START DATA TO PROCESS

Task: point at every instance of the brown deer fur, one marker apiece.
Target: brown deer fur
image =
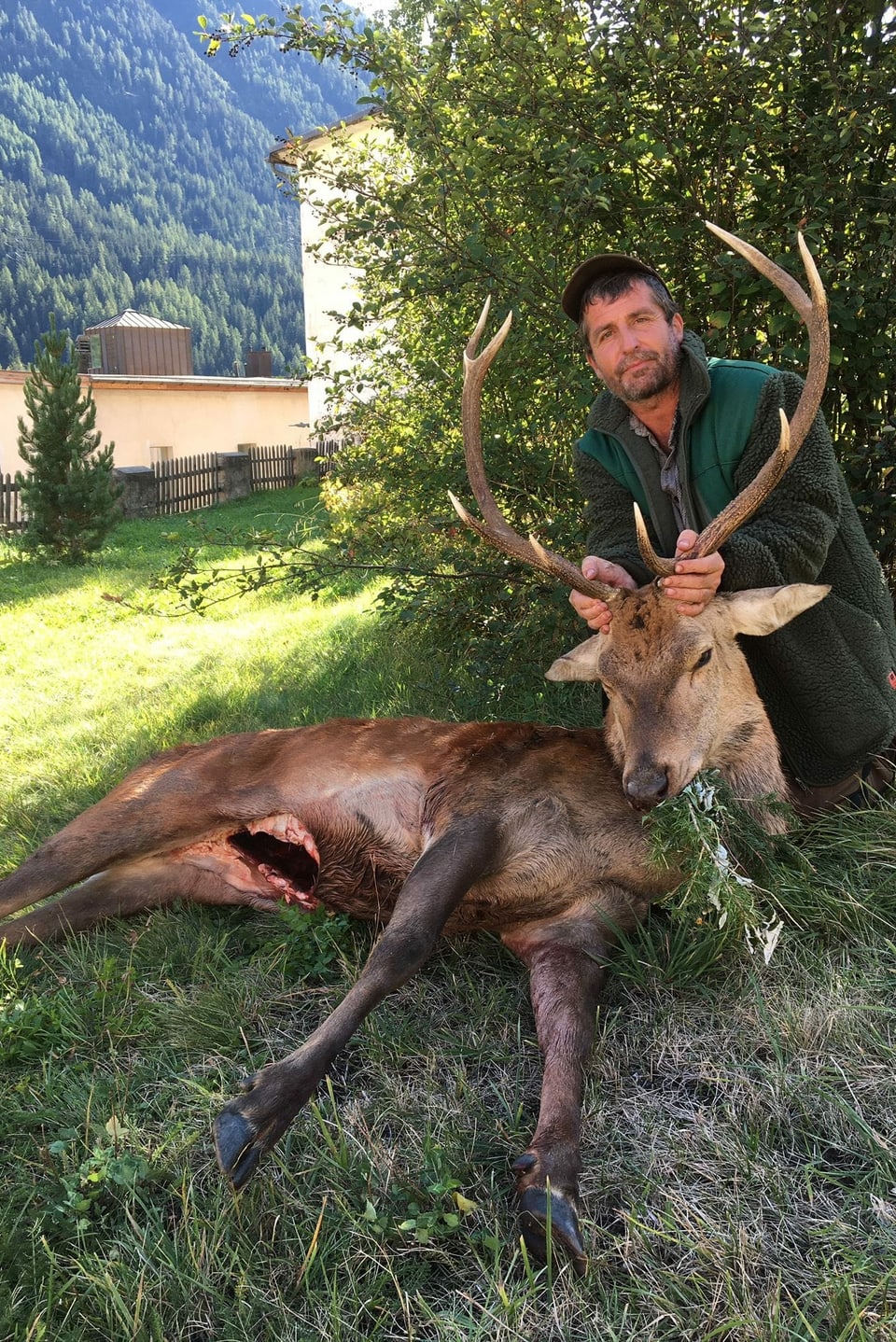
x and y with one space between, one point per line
427 827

END DATA TO PROCESS

#### [CHALLENGE]
Reproduce the material with "marker" switched to "dot" and every other part left unchanged. Omit the pictures from the output.

#### [RESULT]
Task: point at every instance of the brown deer fur, one dot apiece.
Target: brown deer fur
image =
x and y with one space between, one point per line
427 827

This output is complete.